▸ Exercise description: Write the records out once more, exactly as they are given.

┌──

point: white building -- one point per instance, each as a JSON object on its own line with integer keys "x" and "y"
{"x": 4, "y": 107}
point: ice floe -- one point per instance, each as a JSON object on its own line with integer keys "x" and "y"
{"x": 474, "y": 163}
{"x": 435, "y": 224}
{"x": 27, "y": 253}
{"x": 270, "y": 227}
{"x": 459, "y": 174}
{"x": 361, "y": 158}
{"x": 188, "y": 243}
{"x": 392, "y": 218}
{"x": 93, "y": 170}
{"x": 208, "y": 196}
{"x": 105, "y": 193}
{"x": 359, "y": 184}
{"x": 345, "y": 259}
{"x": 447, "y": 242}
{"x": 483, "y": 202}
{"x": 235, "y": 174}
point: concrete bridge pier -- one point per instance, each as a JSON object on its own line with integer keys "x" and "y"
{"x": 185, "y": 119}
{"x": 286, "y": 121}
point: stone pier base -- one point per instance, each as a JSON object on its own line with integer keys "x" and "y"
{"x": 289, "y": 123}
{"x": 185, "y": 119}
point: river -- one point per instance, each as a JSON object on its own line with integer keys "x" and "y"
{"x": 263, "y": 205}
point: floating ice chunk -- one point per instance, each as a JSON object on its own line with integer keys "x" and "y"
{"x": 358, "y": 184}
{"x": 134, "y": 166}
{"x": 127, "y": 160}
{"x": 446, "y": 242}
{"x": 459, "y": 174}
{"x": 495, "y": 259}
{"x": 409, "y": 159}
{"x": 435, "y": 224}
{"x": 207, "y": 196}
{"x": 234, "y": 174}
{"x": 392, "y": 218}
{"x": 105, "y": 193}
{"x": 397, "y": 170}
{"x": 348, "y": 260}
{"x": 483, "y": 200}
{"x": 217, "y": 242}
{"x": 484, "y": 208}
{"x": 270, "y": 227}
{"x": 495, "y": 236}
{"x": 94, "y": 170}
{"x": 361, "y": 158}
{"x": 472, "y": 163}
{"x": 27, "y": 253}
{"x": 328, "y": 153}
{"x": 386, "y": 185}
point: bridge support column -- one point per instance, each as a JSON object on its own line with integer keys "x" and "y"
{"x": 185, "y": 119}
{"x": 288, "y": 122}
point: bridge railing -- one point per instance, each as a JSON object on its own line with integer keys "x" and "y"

└──

▸ Answer to the problem:
point: white building -- one point per instance, each as a JSON object on its own line with integer keys "x" and "y"
{"x": 4, "y": 107}
point: ice floe -- one point per instance, each as a JSON object on its own line with integer keys "x" and "y"
{"x": 474, "y": 163}
{"x": 435, "y": 224}
{"x": 27, "y": 253}
{"x": 270, "y": 227}
{"x": 459, "y": 174}
{"x": 361, "y": 158}
{"x": 188, "y": 243}
{"x": 392, "y": 218}
{"x": 93, "y": 170}
{"x": 208, "y": 196}
{"x": 105, "y": 193}
{"x": 359, "y": 184}
{"x": 345, "y": 259}
{"x": 447, "y": 242}
{"x": 483, "y": 202}
{"x": 235, "y": 174}
point: concrete bridge pier -- one point per instance, each as a JSON object on its own line with integer keys "x" and "y"
{"x": 185, "y": 119}
{"x": 286, "y": 121}
point: stone pier base -- one point per instance, each as a JSON object on its own line with integer keys "x" and "y"
{"x": 289, "y": 123}
{"x": 185, "y": 119}
point: river -- one point per instance, each as a JSON object on its own line with integer keys "x" and "y"
{"x": 263, "y": 205}
point: floating ice chunk -- one point per instance, each as a JSON object on its own line with integer keys "x" and "y"
{"x": 358, "y": 184}
{"x": 134, "y": 166}
{"x": 127, "y": 160}
{"x": 446, "y": 242}
{"x": 459, "y": 174}
{"x": 495, "y": 259}
{"x": 409, "y": 159}
{"x": 435, "y": 224}
{"x": 207, "y": 196}
{"x": 234, "y": 174}
{"x": 392, "y": 218}
{"x": 105, "y": 193}
{"x": 397, "y": 170}
{"x": 348, "y": 260}
{"x": 483, "y": 200}
{"x": 217, "y": 242}
{"x": 484, "y": 208}
{"x": 270, "y": 227}
{"x": 495, "y": 236}
{"x": 94, "y": 170}
{"x": 361, "y": 158}
{"x": 472, "y": 163}
{"x": 27, "y": 253}
{"x": 328, "y": 153}
{"x": 386, "y": 185}
point: bridge support column -- one point per instance, each as a JSON object on its own line with integer keys "x" and "y"
{"x": 185, "y": 119}
{"x": 288, "y": 122}
point: bridge railing -- one point per instance, each as a JSON object on its own line with integer keys "x" and "y"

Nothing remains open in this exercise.